In the entries below, report every line that contains the word "young", copying each such line in full.

Source material -

▬▬▬▬▬▬▬▬▬▬

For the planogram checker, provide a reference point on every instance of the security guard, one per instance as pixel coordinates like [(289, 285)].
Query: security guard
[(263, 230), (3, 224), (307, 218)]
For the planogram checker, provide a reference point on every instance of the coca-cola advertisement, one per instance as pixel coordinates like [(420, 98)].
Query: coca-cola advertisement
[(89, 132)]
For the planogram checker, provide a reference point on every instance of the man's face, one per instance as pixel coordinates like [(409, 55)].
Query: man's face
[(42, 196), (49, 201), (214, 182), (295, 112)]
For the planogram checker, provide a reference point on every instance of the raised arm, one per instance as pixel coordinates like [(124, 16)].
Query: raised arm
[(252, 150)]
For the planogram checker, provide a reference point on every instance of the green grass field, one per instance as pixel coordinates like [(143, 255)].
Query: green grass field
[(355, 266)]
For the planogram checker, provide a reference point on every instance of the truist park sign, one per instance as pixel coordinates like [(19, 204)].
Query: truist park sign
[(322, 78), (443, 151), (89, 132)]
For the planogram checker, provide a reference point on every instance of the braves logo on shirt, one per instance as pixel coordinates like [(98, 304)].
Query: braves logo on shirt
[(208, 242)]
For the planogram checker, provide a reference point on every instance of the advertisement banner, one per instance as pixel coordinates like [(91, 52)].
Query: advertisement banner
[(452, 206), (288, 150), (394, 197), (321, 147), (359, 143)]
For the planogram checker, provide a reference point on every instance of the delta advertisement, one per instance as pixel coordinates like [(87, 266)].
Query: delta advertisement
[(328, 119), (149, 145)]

▬▬▬▬▬▬▬▬▬▬

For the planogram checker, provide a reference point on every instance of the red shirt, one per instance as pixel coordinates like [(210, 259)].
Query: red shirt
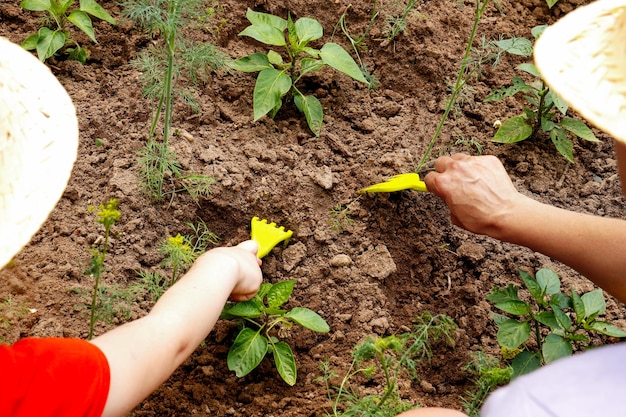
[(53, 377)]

▬▬▬▬▬▬▬▬▬▬

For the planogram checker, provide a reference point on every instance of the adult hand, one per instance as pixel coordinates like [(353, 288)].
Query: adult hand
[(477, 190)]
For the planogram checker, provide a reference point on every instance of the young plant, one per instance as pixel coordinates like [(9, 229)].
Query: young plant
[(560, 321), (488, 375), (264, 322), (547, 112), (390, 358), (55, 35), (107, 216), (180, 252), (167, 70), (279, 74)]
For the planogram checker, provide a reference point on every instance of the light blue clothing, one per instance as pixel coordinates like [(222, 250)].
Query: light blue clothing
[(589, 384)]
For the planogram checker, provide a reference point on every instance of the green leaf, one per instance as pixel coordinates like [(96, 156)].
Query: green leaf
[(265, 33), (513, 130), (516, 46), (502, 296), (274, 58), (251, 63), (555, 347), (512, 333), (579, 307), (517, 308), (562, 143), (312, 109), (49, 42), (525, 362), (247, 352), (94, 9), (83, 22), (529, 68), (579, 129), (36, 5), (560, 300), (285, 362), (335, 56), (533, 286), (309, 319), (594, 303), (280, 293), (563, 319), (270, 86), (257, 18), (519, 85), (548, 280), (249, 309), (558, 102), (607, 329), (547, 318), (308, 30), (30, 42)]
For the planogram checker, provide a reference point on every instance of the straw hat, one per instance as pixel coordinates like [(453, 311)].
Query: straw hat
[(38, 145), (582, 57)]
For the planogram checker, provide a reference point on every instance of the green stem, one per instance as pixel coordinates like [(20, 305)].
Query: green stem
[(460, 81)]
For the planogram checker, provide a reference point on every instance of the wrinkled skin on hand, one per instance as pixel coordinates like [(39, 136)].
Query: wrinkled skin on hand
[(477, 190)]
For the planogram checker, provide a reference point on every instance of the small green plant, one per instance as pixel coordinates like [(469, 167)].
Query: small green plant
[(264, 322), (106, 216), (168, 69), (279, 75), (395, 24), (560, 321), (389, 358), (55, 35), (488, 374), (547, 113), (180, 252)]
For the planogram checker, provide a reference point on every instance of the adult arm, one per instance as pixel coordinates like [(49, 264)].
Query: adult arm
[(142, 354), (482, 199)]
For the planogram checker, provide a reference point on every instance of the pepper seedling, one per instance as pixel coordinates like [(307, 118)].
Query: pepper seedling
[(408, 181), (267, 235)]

▬▬▬▬▬▬▬▬▬▬

Answer to the exercise -
For the planogram checker, provide a reference point on every instance of the young plant, one per instance as pixel coordinates like [(9, 229)].
Query: young plant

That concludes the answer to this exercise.